TEXT FOR ANALYSIS section start
But this novel’s triumph is in its rich architecture, its surprising splicing of genre and quotation, its skillfully fractured chronology, and the deft juxtaposition of alternating story lines. The result of this combinatorial panache is to create an arena of systemic implication, in which the sum is greater than the parts. Nothing here is what you expect; in fact, some of this text is nearly indescribable in terms of genre and form. What do you call a piece of fiction that is a narrative transcription of a real movie that is itself a fiction? Answer: Don’t even try. It’s a logical wormhole. It will turn your brain inside-out like a sock.
I will elucidate: And Then is, like most novels, a story about a character. Let’s say a nondescript loser robs a mom and pop store in some out of the way town and gives the money to his girlfriend so she can escape the mean and derelict provincial life she is destined for. She heads to New York with the cash, finds an apartment share, and has a love affair with a photographer, but the police (somewhere) are after her, and she falls among bad companions under the sign of hard drugs, who love her for her money. When that stake runs out, so does her string, and she disappears, probably dead, floating in the river.
But Breckenridge, the symphonic composer, takes this narrative theme, his melody, and works magic upon it by adding a half-dozen further elements.
TEXT FOR ANALYSIS section end
Carry on the review of And Then from its final sentence, in the same voice. The entries below are drawn from a separate source and are unrelated to the review of And Then.
AVAILABLE DATA section start
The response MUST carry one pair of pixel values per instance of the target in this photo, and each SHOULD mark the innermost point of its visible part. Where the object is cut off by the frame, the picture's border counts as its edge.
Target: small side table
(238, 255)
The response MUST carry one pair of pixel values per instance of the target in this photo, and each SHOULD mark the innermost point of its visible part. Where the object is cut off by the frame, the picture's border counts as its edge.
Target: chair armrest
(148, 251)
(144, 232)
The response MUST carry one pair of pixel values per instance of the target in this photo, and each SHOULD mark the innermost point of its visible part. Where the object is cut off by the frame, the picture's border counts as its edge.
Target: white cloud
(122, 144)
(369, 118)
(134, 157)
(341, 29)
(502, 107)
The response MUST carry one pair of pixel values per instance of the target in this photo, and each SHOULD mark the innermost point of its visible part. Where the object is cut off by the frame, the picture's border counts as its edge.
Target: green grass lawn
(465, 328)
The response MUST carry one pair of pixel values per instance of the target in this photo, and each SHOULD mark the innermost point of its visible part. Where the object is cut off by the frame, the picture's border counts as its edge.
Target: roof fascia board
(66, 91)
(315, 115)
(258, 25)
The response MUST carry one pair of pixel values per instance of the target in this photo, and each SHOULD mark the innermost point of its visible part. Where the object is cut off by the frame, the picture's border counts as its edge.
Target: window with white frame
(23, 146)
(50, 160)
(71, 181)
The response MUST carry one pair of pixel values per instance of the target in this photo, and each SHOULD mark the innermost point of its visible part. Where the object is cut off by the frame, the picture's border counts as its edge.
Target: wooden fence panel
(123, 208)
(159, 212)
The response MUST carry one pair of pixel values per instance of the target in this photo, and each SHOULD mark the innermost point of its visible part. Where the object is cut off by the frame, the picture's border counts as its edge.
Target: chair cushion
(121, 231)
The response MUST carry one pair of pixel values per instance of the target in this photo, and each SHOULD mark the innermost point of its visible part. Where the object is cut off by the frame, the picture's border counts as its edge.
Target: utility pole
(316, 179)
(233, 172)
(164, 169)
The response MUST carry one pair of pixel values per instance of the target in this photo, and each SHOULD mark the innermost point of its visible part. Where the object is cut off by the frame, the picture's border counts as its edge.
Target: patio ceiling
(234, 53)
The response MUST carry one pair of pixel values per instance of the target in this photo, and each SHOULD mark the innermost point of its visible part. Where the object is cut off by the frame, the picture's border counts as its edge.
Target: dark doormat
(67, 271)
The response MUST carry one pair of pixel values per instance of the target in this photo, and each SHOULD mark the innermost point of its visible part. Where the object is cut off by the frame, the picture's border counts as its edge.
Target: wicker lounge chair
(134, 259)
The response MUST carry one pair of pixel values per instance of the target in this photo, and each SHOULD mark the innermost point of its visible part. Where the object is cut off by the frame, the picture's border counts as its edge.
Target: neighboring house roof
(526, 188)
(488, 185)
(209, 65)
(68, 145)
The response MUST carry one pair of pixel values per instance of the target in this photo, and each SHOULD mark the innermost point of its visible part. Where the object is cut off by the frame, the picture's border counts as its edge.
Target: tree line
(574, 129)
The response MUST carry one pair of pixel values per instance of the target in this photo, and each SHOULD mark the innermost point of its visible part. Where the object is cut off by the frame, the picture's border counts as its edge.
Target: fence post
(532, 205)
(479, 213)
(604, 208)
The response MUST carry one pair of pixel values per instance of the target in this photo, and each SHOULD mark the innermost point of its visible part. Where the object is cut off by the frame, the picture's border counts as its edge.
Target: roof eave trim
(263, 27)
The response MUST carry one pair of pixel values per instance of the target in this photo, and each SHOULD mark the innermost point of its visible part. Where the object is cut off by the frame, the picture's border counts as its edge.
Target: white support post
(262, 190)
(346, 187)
AVAILABLE DATA section end
## RESPONSE TO THIS EXERCISE:
1) A second, parallel plot involving a young male student who, a dozen years later, agrees to cat sit for one of his professors away on sabbatical. In the apartment he discovers the photograph of a beautiful woman, his professor’s mysterious former lover and/or roommate, a woman who simply disappeared. The student obsesses on the woman in the photograph; he becomes a sleuth, collecting stray bits of information about her. He finally tracks down the photographer who took the picture. But no one knows what became of her.
These two plots, the young woman plot and the student plot, leapfrog each other in the text, fragmented and uncanny. At a certain point the young woman, apparently waking from a drug stupor (only she is dead), finds her way back to the apartment, ascending the stairs just as the young student is descending. At the climactic moment, he feels her ghost passing through him.
2) An epigraph from Ionesco’s Present Past Past Present, an important influence for Breckenridge who takes epigraphs for all his novels from this text. The passage presents a character unfree, chained down, but conscious that he has the key to freedom, which he hardly ever uses.
3) An overture, or introductory passage, that consists of a prose transcription/narrative summary of Jean Rouch’s film Gare du Nord (1995, one of six short films by leading New Wave directors under the title Paris Vu Par). The film splits into two parts. The first follows a young married couple quarreling over the dissolution of their relationship; they are fed up with each other, disappointed in their mistakes, tired of their lives. In the second half of the film, the wife meets a handsome, brooding fellow who offers transcendence, offers her the chance to run away to a life of adventure. But she’s too bourgeois, timid, and polite to take him up. His response is to climb the bars of a railway bridge and jump to his death.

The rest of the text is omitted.